_ACTION ITEM:_ The answer should contain all of the data, retyped without any alteration.
========
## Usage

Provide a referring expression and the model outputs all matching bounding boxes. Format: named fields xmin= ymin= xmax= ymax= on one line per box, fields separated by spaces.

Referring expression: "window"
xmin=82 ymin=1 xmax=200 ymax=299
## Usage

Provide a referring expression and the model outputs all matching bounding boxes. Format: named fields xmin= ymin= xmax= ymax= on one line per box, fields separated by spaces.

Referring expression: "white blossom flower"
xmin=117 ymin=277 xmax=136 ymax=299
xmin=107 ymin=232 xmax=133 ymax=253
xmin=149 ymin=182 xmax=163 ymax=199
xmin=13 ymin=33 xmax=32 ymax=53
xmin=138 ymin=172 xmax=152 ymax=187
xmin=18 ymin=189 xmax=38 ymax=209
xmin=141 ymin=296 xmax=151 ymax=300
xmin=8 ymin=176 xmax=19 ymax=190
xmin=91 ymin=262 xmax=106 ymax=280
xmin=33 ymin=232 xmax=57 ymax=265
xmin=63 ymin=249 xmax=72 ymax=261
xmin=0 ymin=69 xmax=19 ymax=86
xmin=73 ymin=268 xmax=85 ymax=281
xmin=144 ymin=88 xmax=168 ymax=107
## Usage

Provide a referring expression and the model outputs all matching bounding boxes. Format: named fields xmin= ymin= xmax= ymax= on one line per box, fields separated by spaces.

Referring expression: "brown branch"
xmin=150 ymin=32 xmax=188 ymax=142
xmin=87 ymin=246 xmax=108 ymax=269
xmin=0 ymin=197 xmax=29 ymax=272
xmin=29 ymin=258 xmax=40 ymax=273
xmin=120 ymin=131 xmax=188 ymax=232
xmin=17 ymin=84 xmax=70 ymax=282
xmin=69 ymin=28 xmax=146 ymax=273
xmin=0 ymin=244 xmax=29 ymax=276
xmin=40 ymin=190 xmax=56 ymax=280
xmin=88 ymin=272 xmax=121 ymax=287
========
_RESULT:_
## Usage

Provide a referring expression and the model outputs all matching bounding boxes. Format: named fields xmin= ymin= xmax= ymax= on one line per box, fields separated by spaces.

Referring expression: "window"
xmin=82 ymin=1 xmax=200 ymax=299
## Usage

Provide a referring expression and the model outputs all matching bounding boxes. Format: named fields xmin= ymin= xmax= ymax= on one line per box, fields separated by spaces.

Referring expression: "white blossom flower"
xmin=117 ymin=277 xmax=136 ymax=299
xmin=107 ymin=232 xmax=133 ymax=253
xmin=149 ymin=182 xmax=163 ymax=199
xmin=13 ymin=33 xmax=32 ymax=53
xmin=138 ymin=172 xmax=152 ymax=187
xmin=18 ymin=189 xmax=38 ymax=209
xmin=141 ymin=296 xmax=151 ymax=300
xmin=8 ymin=176 xmax=19 ymax=190
xmin=91 ymin=262 xmax=106 ymax=280
xmin=33 ymin=232 xmax=57 ymax=265
xmin=63 ymin=249 xmax=72 ymax=261
xmin=0 ymin=69 xmax=19 ymax=86
xmin=73 ymin=268 xmax=85 ymax=281
xmin=144 ymin=88 xmax=168 ymax=107
## Usage

Provide a referring expression and the model outputs all matching bounding boxes. Format: named fields xmin= ymin= xmax= ymax= on one line per box, fields separated by spaces.

Referring expression: "brown branch"
xmin=150 ymin=32 xmax=188 ymax=142
xmin=87 ymin=246 xmax=108 ymax=269
xmin=0 ymin=197 xmax=29 ymax=272
xmin=29 ymin=258 xmax=40 ymax=273
xmin=120 ymin=131 xmax=188 ymax=232
xmin=17 ymin=84 xmax=70 ymax=282
xmin=69 ymin=28 xmax=146 ymax=273
xmin=0 ymin=244 xmax=29 ymax=276
xmin=40 ymin=190 xmax=56 ymax=280
xmin=88 ymin=272 xmax=121 ymax=287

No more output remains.